Your tasks =
a) Reproduce, word for word, everything in the passage on cinema in Kashmir from "In the very" down to "novel ‘Satanic Verses’.".
b) Answer these questions using the passage on cinema in Kashmir:
(i) How many screens was PVR operating when the merger with Inox was announced?
(ii) What was the final deadline set by militants for the ban on cinema and other entertainment outlets?
(iii) Which Bollywood movie was screened when 'Broadway' opened on 7 August 1998?
c) List every town where cinema theatres closed after the December 1989 ban, according to the passage on cinema in Kashmir.

Selected extract =
*** Begin section ***

Early this year PVR and Inox announced their merger at a time when PVR was operating 871 screens at 181 properties in 73 Indian cities while Inox ran 675 screens at 160 properties in 72 cities. There were a total of 9500 screens across India which remained closed and suffered huge losses due to the Covid pandemic in 2020 and 2021. Among the two capital cities in the Union Territory of Jammu and Kashmir, Jammu has over a dozen cinema halls. Some of them have been turned into multiplexes in the last 10 years. A number of theatres are also operating in Udhampur, Kathua and other major towns in the Jammu province.

“There are two motives behind this initiative. One is to provide facilities for entertainment to the children and other is to strengthen the bond between Kashmir and the Indian film industry. Kashmir’s relationship with Indian film industry was too good in the past, so it will be a contribution towards reviving the previous relation,” says Vikas Dhar, the owner of multiplex theatre .

In the very beginning of a separatist-Islamist movement in Kashmir, cinema, beauty parlours, video libraries, wine shops and other entertainment outlets were ‘banned’ across the valley by militants with the ultimate deadline of 31 December 1989 after a six-month-long sustained campaign. Dukhtaran-e-Millat of Asiya Andrabi and ‘Air Marshal Noor Khan’, with the guerrilla outfits ‘Allah Tigers’ and ‘Hizbullah’ at their back, were at the forefront of the campaign which received the first peoples support during a flare up against Salman Rushdie’s controversial novel ‘Satanic Verses’.

Days after the JKLF militants forced the Government of India to bow before it’s diktats and got five of their colleagues released in exchange for the then Union Home Minister Mufti Mohammad Sayeed’s kidnapped daughter Rubaiya Sayeed, a permanent ban was enforced on cinema in December 1989. This resulted in closure of all the 17 cinema theatres in Srinagar, Baramulla, Sopore, Handwara and Anantnag towns.

After Farooq Abdullah’s National Conference (NC) returned to power in 1996, several attempts were made by the State Government to revive cinema. On 7 August 1998, Vijay Dhar’s ‘Broadway’ was thrown open with the screening of the Bollywood movie ‘Kareeb’ with a financial support from Farooq’s government. Director Vidhu Vinod Chopra and the film’s heroine Neha Bajpai were among those who attended the inauguration.

*** End section ***

Extracted material =
*** Begin section ***

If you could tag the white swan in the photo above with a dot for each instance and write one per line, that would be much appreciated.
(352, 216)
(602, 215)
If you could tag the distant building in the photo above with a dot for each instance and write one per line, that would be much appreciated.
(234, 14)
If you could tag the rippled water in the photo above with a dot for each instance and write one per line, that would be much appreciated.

*** End section ***

Answers for the exercise =
a)
In the very beginning of a separatist-Islamist movement in Kashmir, cinema, beauty parlours, video libraries, wine shops and other entertainment outlets were ‘banned’ across the valley by militants with the ultimate deadline of 31 December 1989 after a six-month-long sustained campaign. Dukhtaran-e-Millat of Asiya Andrabi and ‘Air Marshal Noor Khan’, with the guerrilla outfits ‘Allah Tigers’ and ‘Hizbullah’ at their back, were at the forefront of the campaign which received the first peoples support during a flare up against Salman Rushdie’s controversial novel ‘Satanic Verses’.

b)
(i) 871 screens
(ii) 31 December 1989
(iii) 'Kareeb'

c) Srinagar, Baramulla, Sopore, Handwara, Anantnag